BIOM files are the simplest way to see what is present in a sample, but rarely any researcher wants to stop there. You may want to see what is significant, how they relevant to our context, how they co-relate to other environmental factors, how they change with time and locations, etc. So lets looka at a few ways you can proceed after creating BIOM files.
What are BIOM files?
BIOM files are nothing but standardized profile files, and can hold either taxonomic or functional information. They are in JSON(BIOMv1) or HDF5(BIOMv2) format which are optimized to store large quantities of diverse data in structured and easily accessible way. They also come with their own toolkit to carryout functions like converting them summarizing them and adding various sample metadata. This meta data can include things like phyiscal properties, location, time, and anything else relevant to your study. These BIOM files can be used in many programs like QIIME, MEGAN, MG-RAST, STAMP, PAST, PICRUSt, MetaPhlAn, etc. directly or by minimal processing.
What can you do after you acquire a profile/BIOM?
I will use the word features instead of taxon/OTU/function because the context depends on whether you have a taxonomic profile, functional profile or both.
- Filtering, Summarizing, Normalizing: Lets start with basics, you may want to identify the most common feature in a biome, or maybe you want to see the most rare features, or maybe you just need to filter out statistically insignificant features. You can carry out any of these filtering steps on your profile using biom-format-tools. You can also use this toolkit to normalize and create summary tables that you can use in presentations and tools that need tabular format of data.
- Advanced Statistical Analysis: Statistical analysis is one of the most important part of any scientific research. There are number of packages that can help you dive into statistical analysis, the most popular of them is R+Bioconductor, but it requires some knowledge of R-scripting, there are alternatively packages like STAMP and PAST that help in making some types of analysis easy.

» Extracted entries:
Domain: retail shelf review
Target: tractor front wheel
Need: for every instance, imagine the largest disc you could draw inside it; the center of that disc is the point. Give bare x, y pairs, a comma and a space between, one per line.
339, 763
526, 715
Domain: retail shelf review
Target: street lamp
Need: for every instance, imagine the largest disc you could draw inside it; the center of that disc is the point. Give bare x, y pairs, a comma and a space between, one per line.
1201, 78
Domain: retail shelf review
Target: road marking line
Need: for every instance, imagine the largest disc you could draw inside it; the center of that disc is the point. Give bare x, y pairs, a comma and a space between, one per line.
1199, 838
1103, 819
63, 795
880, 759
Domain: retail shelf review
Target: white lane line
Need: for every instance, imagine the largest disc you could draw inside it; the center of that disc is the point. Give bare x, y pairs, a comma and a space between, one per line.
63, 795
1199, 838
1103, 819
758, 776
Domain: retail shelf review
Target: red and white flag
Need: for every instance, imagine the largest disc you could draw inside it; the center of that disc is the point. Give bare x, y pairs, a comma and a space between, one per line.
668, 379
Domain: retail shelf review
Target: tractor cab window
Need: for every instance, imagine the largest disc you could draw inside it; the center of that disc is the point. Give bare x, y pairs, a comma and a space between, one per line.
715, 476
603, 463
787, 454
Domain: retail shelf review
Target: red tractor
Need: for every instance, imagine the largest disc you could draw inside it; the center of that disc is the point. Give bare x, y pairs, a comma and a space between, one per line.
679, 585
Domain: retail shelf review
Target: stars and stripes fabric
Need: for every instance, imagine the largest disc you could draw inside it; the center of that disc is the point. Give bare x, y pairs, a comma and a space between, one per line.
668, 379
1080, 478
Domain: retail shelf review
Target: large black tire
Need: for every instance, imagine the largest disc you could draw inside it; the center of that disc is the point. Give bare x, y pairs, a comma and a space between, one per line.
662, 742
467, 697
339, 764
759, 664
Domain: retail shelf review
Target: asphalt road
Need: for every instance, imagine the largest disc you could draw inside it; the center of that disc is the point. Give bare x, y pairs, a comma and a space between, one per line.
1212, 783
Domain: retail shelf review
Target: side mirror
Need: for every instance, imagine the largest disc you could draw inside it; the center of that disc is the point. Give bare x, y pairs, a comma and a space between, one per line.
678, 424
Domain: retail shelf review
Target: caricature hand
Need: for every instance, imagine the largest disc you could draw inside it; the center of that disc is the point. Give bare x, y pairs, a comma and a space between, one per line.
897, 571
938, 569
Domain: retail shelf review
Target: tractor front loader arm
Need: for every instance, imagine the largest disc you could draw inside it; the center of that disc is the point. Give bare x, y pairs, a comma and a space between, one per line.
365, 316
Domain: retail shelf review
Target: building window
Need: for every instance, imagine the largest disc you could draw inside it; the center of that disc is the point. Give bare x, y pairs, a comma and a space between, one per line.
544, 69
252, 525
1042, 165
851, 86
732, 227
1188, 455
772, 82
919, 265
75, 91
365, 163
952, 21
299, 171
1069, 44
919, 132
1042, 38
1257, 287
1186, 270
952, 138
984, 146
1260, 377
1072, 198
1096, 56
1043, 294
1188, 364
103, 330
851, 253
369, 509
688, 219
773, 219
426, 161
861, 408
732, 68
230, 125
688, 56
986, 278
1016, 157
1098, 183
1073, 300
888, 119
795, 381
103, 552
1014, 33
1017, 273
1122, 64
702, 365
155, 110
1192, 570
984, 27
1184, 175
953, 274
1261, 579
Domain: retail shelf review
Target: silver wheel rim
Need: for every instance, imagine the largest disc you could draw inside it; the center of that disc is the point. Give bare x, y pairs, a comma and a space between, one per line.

» What you need to do:
[A] Sum up the piece on BIOM files in two sentences.
[B] Using the piece on BIOM files, decide whether each statement agrees with it, answering yes or no and quoting the words that settle it: (i) BIOM files can hold only taxonomic information. (ii) BIOMv2 files are in HDF5 format. (iii) Using R+Bioconductor calls for some knowledge of R-scripting.
[C] Continue the piece on BIOM files from its last sentence.
The entries come from a different source than the piece on BIOM files.

» Answers to this exercise:
[A] BIOM files are standardized profile files in JSON or HDF5 format that hold taxonomic or functional information, come with their own toolkit, and work with programs such as QIIME, MEGAN and STAMP. After making them, you can filter, summarize and normalize features with biom-format-tools, and run deeper statistical analysis with R+Bioconductor or with easier packages like STAMP and PAST.

[B]
(i) No: "can hold either taxonomic or functional information"
(ii) Yes: "They are in JSON(BIOMv1) or HDF5(BIOMv2) format"
(iii) Yes: "but it requires some knowledge of R-scripting"

[C]
- QIIME: this is a no-brainer, with QIIME providing inbuilt packages to carryout basic alpha and beta diversity analysis with a single command “`core_diversity_analyses.py“`. Though the plots generated by QIIME1 were often notgood enough for publication, the following tools create plots that are of publication quality (even rarefaction and PCOA plots).
- STAMP: http://kiwi.cs.dal.ca/Software/STAMP : Allows you to run tests like ANNOVA, Kuskal-Wallis, Games-Howell, Tukey-Kramer, Storey’s FDR, t-test, Welch’s test, Fisher’s test among many others, depending on how many samples or groups you are testing. It has a intutive graphical user interface, and the only step where you might face trouble is loading profiles into the software, for which they have also given a script to make label hierarchy compatible with their software.
- PAST: https://folk.uio.no/ohammer/past/ : Palaeontologist Statistics software was initially desigend to help as the name suggests palaeontologist studies, but works great with metagenomic data, and has tools like CCA to help co-relate environmental factors to observed population diversity. It give very good publication quality graphs and plots, though it may require some experimenting due to its peculiar interface.
- R+Bioconductor: This is a mostly CLI based tools package which has sub-packages like microbiome, with functions specific to microbiome analysis and visualization. It has tools to carryout regression, ordination, association studies, bimodality studies, and community comparisons tools like limma, PERMANNOVA, negative binomials, etc.
- MicrobiomeAnalyst: https://www.microbiomeanalyst.ca/ : This is a web based one stop shop for carrying out analysis on microbiomes, and definitely worth checking out.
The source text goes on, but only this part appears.